### Exercice A
Relevez tous les noms propres qui figurent dans le texte sur la vente d’une pharmacie à soi-même.
### Exercice B
Poursuivez le texte sur la vente d’une pharmacie à soi-même en reprenant après sa dernière phrase.

### Texte étudié
Sur le plan financier, la vente à soi-même demande de prendre d’infimes précautions. « Il convient de s’assurer que l’opération de refinancement global sera, à long terme, suffisamment intéressante pour couvrir les frais générés », explique François Gillot, expert-comptable du cabinet de comptabilité et de gestion CAAG.

Par ailleurs, la valeur de cession doit être dans la fourchette de prix du marché. « Si la pharmacie est valorisée à son juste prix, le montage ne pourra pas être considéré comme abusif par l’administration fiscale », assure Luc Fialletout.

### Extraits des lignes
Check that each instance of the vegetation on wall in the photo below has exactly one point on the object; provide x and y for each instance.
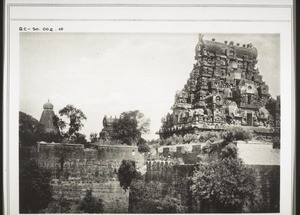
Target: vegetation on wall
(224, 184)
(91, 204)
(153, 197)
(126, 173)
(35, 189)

--

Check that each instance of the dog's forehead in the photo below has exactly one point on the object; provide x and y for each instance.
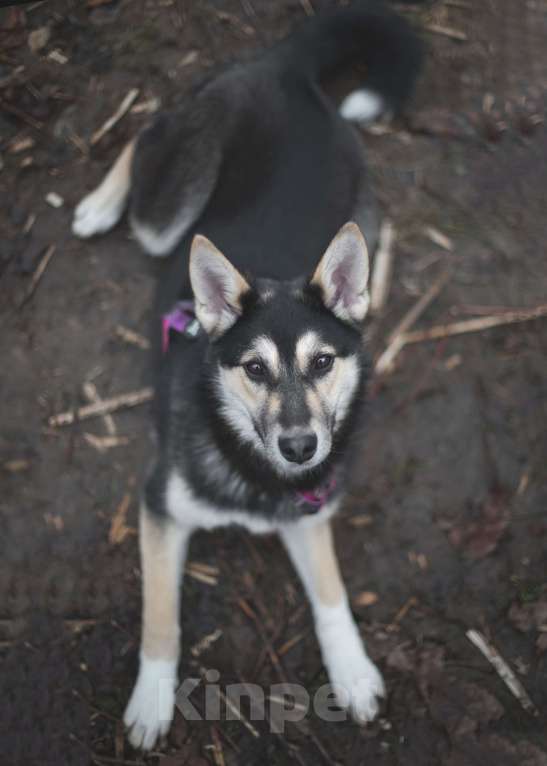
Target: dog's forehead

### Réponse rédigée A
François Gillot, CAAG, Luc Fialletout

### Réponse rédigée B
Selon la direction des services fiscaux, un tel schéma n’est concevable que s’il est établi que l’acquisition n’a pas été réalisée dans l’intérêt du professionnel concerné, pour des raisons exclusivement fiscales (baisse de l’IR et des cotisations sociales de l’exploitant). A défaut, elle apparente la vente à soi-même à un abus de biens sociaux sur le plan pénal et à un acte anormal de gestion sur le plan fiscal. Dans cette hypothèse, la déduction des intérêts d’emprunt par la SEL qui s’est endettée pour réaliser cette acquisition serait remise en cause. La plus grande prudence reste donc de rigueur si cette opération est envisagée uniquement pour éluder l’impôt.